EXTRACTED INFORMATION:
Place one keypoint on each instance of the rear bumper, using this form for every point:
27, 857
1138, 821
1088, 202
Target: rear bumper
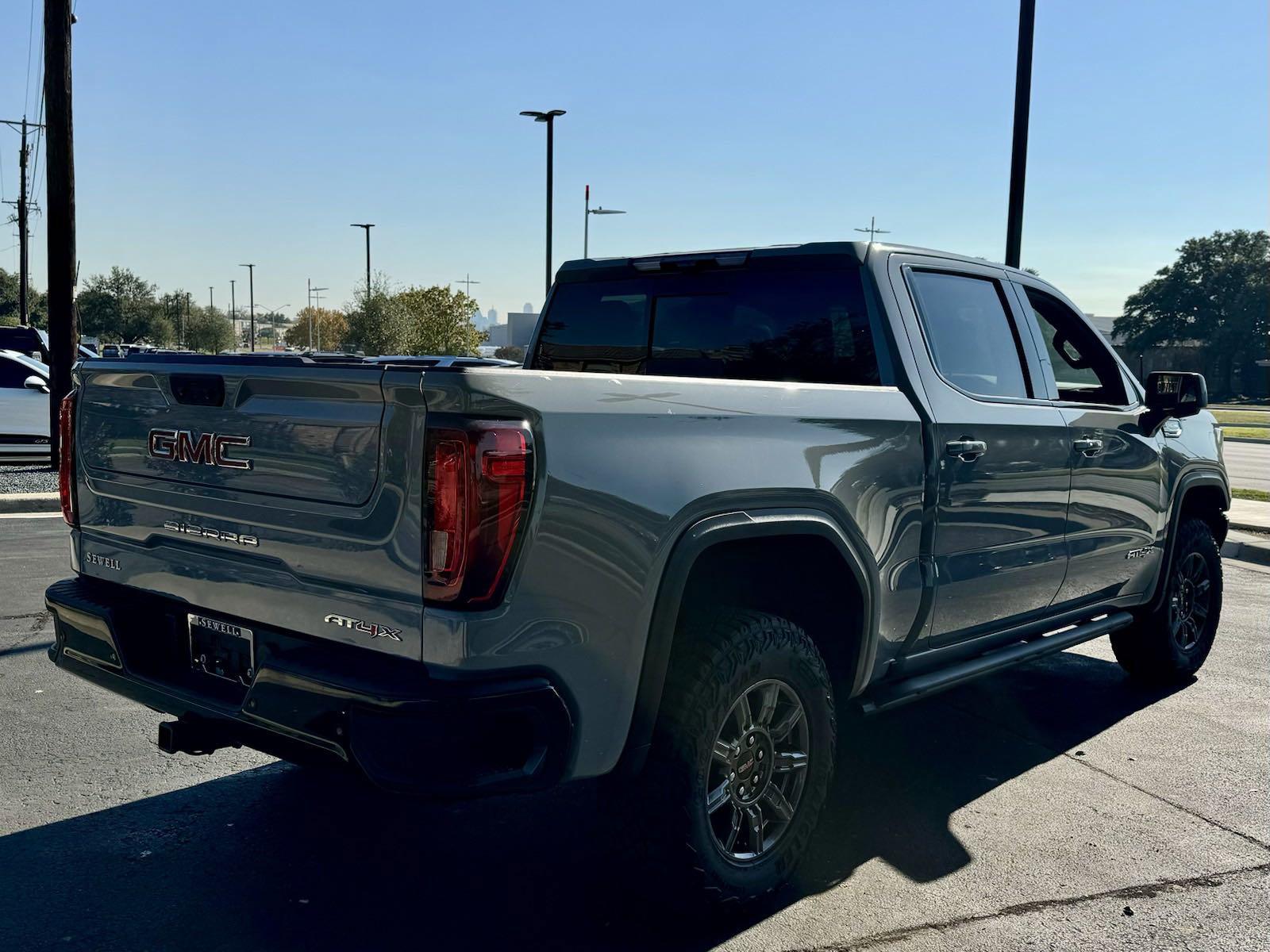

OBJECTIVE:
Output the lines of the records above as a JSON list of strings, one string per line, with blank lines omitted. Leave the pictures out of the answer.

WRITTEN ANSWER:
[
  "Place one keypoint on each instance of the rear bumper, using this form for every point:",
  "27, 857",
  "1138, 821",
  "1088, 202",
  "Target: rear bumper"
]